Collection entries
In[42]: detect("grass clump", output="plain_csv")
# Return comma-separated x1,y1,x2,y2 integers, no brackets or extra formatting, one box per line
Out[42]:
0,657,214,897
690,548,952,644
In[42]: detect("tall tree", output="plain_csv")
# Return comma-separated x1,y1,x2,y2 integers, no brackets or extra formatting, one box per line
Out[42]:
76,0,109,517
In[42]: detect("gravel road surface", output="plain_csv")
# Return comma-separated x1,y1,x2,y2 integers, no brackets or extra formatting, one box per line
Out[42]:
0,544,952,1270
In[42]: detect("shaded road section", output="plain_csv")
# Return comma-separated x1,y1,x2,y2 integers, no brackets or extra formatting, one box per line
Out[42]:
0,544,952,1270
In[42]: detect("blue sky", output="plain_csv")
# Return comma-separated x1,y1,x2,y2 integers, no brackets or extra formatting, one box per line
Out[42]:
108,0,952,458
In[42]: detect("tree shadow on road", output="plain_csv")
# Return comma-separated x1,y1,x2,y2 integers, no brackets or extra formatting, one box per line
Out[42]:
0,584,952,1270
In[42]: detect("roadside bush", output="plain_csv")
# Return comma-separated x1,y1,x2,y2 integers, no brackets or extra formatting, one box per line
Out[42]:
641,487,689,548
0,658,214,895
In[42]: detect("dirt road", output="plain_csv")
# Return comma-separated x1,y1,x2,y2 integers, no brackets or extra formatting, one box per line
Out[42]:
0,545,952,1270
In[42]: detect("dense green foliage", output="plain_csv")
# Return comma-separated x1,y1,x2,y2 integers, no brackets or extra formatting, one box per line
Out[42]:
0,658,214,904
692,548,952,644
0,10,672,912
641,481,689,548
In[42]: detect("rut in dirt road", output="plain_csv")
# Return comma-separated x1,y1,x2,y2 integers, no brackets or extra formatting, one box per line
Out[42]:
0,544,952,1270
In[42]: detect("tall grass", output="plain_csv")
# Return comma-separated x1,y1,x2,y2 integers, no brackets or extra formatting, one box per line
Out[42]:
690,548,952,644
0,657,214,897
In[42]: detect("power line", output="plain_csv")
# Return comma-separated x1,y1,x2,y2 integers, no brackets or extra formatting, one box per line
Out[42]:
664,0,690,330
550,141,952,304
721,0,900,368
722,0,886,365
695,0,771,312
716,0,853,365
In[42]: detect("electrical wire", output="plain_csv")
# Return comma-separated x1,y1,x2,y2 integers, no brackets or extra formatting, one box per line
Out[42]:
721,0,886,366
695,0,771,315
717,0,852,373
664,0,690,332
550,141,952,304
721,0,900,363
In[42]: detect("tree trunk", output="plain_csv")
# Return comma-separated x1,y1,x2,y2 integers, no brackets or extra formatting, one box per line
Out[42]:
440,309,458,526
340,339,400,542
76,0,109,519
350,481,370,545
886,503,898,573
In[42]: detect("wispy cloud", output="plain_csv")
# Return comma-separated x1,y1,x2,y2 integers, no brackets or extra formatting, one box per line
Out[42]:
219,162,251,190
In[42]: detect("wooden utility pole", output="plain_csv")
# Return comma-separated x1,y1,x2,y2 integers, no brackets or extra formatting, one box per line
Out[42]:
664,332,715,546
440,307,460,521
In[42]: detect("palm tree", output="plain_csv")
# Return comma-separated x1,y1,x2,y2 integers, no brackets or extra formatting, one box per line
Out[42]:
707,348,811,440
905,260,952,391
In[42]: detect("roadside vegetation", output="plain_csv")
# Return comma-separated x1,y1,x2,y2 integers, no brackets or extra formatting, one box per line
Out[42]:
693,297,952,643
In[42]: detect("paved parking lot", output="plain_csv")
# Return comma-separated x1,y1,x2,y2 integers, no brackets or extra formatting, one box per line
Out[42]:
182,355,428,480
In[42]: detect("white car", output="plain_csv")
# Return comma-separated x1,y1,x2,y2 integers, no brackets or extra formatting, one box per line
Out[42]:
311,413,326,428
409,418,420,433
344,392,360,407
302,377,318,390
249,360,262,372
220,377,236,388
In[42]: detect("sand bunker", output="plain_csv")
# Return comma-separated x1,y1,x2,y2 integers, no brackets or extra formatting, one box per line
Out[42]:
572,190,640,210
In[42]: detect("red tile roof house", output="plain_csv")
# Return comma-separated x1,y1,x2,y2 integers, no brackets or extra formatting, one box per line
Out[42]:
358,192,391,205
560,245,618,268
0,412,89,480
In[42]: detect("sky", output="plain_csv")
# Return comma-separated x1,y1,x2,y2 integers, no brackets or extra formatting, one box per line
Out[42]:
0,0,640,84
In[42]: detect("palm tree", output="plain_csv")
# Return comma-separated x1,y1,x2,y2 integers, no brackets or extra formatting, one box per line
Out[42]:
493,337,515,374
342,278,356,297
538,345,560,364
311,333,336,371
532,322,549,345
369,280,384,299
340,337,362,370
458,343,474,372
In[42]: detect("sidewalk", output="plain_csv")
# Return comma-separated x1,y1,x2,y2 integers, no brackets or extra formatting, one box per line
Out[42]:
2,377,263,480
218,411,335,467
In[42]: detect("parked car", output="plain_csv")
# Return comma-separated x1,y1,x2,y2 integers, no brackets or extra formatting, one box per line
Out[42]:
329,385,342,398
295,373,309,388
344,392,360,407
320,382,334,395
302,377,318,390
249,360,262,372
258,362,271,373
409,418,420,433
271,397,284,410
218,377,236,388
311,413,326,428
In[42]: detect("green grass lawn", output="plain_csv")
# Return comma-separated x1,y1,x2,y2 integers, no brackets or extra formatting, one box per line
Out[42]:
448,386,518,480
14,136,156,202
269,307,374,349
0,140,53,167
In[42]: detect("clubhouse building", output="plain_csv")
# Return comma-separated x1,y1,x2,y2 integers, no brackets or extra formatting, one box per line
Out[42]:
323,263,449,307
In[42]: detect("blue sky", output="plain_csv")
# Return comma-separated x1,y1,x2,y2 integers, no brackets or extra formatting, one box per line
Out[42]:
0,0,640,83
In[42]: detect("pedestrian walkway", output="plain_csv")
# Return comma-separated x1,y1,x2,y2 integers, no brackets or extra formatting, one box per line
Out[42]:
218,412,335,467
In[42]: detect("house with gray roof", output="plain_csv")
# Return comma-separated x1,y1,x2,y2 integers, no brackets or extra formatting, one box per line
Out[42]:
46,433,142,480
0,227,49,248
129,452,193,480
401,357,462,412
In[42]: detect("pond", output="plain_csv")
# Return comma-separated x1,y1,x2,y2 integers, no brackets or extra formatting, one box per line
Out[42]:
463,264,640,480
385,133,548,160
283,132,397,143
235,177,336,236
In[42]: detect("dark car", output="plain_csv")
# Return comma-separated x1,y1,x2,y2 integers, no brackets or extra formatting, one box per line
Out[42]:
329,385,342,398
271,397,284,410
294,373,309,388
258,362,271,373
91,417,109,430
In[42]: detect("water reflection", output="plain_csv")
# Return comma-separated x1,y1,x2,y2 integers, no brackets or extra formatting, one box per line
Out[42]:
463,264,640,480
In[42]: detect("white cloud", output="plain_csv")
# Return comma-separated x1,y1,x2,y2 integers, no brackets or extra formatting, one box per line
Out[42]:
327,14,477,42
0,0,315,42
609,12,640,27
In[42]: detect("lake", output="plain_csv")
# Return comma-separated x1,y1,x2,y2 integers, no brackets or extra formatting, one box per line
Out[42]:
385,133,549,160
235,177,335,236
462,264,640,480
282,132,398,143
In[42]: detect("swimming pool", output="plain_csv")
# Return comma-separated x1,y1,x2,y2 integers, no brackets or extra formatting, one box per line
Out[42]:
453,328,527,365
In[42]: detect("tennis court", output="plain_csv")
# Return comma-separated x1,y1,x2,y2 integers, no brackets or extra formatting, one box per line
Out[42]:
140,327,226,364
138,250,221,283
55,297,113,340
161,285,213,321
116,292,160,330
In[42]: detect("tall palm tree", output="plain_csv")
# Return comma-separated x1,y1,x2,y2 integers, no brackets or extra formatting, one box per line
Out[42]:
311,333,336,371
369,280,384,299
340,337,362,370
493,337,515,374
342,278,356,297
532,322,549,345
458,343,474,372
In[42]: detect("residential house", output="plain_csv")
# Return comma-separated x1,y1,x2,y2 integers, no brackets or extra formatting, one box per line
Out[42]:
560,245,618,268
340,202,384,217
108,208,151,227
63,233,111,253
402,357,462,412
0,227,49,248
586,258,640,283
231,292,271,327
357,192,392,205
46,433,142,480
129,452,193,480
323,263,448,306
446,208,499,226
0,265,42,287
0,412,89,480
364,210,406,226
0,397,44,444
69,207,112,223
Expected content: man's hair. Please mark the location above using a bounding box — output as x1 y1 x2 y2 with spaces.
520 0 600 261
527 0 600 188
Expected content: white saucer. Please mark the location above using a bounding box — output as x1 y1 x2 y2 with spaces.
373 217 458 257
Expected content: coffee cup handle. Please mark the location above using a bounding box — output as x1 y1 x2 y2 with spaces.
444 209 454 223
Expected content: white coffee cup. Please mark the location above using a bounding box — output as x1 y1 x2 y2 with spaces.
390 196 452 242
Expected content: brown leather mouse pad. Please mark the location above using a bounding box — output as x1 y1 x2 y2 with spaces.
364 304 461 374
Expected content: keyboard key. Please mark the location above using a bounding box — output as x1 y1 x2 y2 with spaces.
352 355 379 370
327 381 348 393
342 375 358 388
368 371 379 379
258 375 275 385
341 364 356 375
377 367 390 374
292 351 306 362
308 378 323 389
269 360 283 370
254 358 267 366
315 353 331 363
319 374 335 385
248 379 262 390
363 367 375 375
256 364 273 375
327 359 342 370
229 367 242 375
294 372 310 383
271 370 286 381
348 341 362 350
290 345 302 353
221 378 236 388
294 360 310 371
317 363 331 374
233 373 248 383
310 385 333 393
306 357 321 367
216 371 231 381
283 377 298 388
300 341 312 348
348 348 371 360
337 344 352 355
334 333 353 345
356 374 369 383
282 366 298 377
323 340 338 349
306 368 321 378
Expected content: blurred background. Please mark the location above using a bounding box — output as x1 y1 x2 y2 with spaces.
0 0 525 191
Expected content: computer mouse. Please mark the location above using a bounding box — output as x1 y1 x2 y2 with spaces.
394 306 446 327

YOUR OBJECTIVE –
Convert the records above, starting with their first line and going on through the line with "0,658,214,895", into a Markdown table with the columns Row and Line. Number each row and leave out any blank lines.

SOLUTION TO THIS TASK –
| Row | Line |
|---|---|
| 1 | In[42]: detect("grass clump", output="plain_csv") |
| 2 | # Return comma-separated x1,y1,x2,y2 integers, no brackets or extra formatting, one box per line |
| 3 | Out[42]: |
| 4 | 0,657,214,897 |
| 5 | 690,548,952,644 |
| 6 | In[42]: detect("tall tree", output="plain_csv") |
| 7 | # Return comma-separated x1,y1,x2,y2 integers, no brackets or extra formatting, one box per line |
| 8 | Out[42]: |
| 9 | 76,0,109,517 |
| 10 | In[42]: detect("gravel road surface", output="plain_csv") |
| 11 | # Return comma-separated x1,y1,x2,y2 integers, no brackets or extra formatting, one box per line |
| 12 | Out[42]: |
| 13 | 0,544,952,1270 |
| 14 | In[42]: detect("shaded road section", output="plain_csv") |
| 15 | # Return comma-separated x1,y1,x2,y2 integers, no brackets or extra formatting, one box per line |
| 16 | Out[42]: |
| 17 | 0,544,952,1270 |
| 18 | In[42]: detect("blue sky", output="plain_csv") |
| 19 | # Return comma-separated x1,y1,x2,y2 integers, no brackets or extra formatting, one box per line |
| 20 | Out[42]: |
| 21 | 108,0,952,458 |
| 22 | In[42]: detect("tree shadow on road", output="plain_csv") |
| 23 | # Return comma-separated x1,y1,x2,y2 integers, no brackets or extra formatting, one box per line |
| 24 | Out[42]: |
| 25 | 0,584,952,1270 |
| 26 | In[42]: detect("roadside bush", output="plain_csv") |
| 27 | # Return comma-separated x1,y1,x2,y2 integers, no brackets or extra formatting, one box per line |
| 28 | Out[42]: |
| 29 | 641,487,689,548 |
| 30 | 0,658,214,895 |